◆ Stated exercise ◆
Reproduce the material below word for word, from the first line to the last.

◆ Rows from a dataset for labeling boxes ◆
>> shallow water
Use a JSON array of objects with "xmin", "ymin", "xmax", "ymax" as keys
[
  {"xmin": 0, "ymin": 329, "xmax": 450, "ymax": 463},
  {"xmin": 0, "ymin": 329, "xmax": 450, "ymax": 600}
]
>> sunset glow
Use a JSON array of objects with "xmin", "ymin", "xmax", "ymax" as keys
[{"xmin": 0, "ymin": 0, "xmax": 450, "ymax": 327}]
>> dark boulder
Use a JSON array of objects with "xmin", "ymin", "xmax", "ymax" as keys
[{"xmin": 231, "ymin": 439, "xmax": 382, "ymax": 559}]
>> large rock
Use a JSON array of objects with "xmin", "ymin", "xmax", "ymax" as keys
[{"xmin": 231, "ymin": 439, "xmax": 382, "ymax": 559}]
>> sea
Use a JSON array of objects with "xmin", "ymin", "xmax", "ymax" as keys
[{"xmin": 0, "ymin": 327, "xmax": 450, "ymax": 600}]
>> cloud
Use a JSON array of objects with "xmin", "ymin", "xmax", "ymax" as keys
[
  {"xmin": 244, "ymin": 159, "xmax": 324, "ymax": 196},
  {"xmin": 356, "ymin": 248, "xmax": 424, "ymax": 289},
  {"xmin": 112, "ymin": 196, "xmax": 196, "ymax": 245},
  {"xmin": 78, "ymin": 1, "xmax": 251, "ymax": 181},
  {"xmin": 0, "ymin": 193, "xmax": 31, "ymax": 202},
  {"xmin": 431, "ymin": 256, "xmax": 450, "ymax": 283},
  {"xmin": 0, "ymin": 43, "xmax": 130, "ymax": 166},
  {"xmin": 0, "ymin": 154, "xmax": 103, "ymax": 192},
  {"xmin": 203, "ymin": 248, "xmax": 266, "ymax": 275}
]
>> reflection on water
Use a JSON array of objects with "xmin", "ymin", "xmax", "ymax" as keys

◆ Written answer ◆
>> shallow water
Use a JSON array of objects with "xmin", "ymin", "xmax", "ymax" as keys
[
  {"xmin": 0, "ymin": 329, "xmax": 450, "ymax": 463},
  {"xmin": 0, "ymin": 329, "xmax": 450, "ymax": 600}
]
>> sunset glow
Use a JSON array of objects with "xmin", "ymin", "xmax", "ymax" as keys
[{"xmin": 0, "ymin": 0, "xmax": 450, "ymax": 327}]
>> dark boulder
Use a JSON array of objects with "xmin", "ymin", "xmax", "ymax" as keys
[{"xmin": 231, "ymin": 439, "xmax": 382, "ymax": 559}]
>> large rock
Use a JSON array of objects with "xmin", "ymin", "xmax", "ymax" as keys
[{"xmin": 231, "ymin": 439, "xmax": 382, "ymax": 559}]
>> sea
Use a JSON array of objects with "xmin", "ymin", "xmax", "ymax" as keys
[{"xmin": 0, "ymin": 327, "xmax": 450, "ymax": 600}]
>> cloud
Use a JSON array of objects with "xmin", "ymin", "xmax", "ymax" as keys
[
  {"xmin": 244, "ymin": 159, "xmax": 324, "ymax": 196},
  {"xmin": 356, "ymin": 248, "xmax": 424, "ymax": 289},
  {"xmin": 112, "ymin": 196, "xmax": 196, "ymax": 245},
  {"xmin": 78, "ymin": 1, "xmax": 251, "ymax": 181},
  {"xmin": 0, "ymin": 193, "xmax": 31, "ymax": 202},
  {"xmin": 431, "ymin": 256, "xmax": 450, "ymax": 283},
  {"xmin": 0, "ymin": 43, "xmax": 130, "ymax": 166},
  {"xmin": 0, "ymin": 154, "xmax": 103, "ymax": 192},
  {"xmin": 203, "ymin": 248, "xmax": 266, "ymax": 275}
]
>> reflection on water
Use a JSON array of objects with "xmin", "ymin", "xmax", "ymax" as keys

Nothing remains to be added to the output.